» **DATA EXTRACTS**
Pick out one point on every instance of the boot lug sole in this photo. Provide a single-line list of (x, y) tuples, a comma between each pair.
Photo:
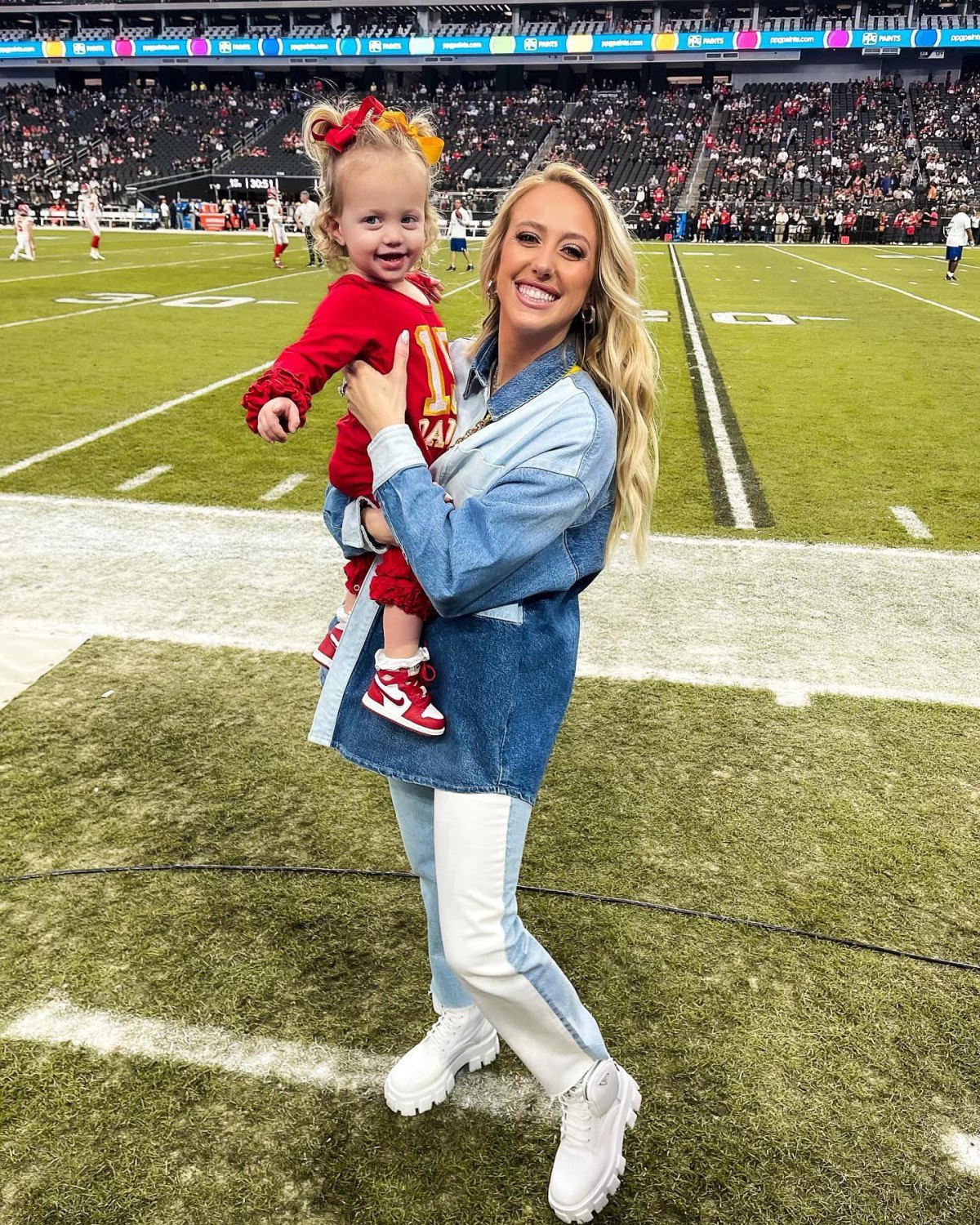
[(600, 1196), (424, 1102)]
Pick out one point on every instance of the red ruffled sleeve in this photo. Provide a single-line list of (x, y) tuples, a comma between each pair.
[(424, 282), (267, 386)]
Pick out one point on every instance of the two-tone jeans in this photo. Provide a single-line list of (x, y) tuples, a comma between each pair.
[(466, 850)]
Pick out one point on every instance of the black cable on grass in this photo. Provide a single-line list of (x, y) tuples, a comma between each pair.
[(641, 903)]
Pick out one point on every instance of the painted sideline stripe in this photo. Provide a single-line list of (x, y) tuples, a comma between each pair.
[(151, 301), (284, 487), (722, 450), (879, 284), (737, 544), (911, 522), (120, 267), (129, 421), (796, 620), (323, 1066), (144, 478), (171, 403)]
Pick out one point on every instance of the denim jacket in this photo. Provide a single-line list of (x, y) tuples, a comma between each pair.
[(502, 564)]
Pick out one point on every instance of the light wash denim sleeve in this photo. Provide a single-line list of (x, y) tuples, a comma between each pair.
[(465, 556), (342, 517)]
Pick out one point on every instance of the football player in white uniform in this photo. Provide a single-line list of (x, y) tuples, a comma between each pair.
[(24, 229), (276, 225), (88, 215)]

» **YOUR INSTRUCTIONS**
Each line of the data above needs to be retyped as it is, without any picture.

» **OUTPUT OF THE TASK**
Pick out one point on every instance of the boot lug sole in this photo. Provide a single-line list of (x, y) tuples, a comma between each pair.
Photo:
[(600, 1196), (424, 1102)]
Pick out one point on every instance of the red ruffled sleeve in this photo. Provide a single-line list of (x, y) tuples, a comma between each pair.
[(424, 282), (267, 386)]
Pick out one point on every instance of the two-tone jeans in this photo. Provide a single-line list of (x, y) tuples, a comma between each pair.
[(466, 850)]
Pick out one point on every instance of the black cable on grass in this photo. Provide a single-line list of (x, y) tuples, a comma between each pair.
[(641, 903)]
Pick out one point on every instance of the painted sideline stripe in this photo. Provide a single-line list of (x, y) tuples, a comma between each pair.
[(151, 301), (284, 487), (722, 450), (879, 284), (737, 544), (911, 522), (120, 267), (129, 421), (796, 620), (323, 1066), (144, 478), (171, 403)]
Pick out one point on every instance of the denim jacket in this photo. Provide a single-line list of (x, y) tuples, a comma between each pair.
[(502, 564)]
Pick out one point on every instance of the light wash denim sleeve in this photo. Provide a single-line list of (x, y) tuples, a comma between each pair.
[(465, 556), (342, 517)]
Pick out one point on every instance of the football player in white uniform in this photo. Provide a single-line list of (x, y) tuples, a comma between each pair.
[(24, 229), (276, 225), (88, 215)]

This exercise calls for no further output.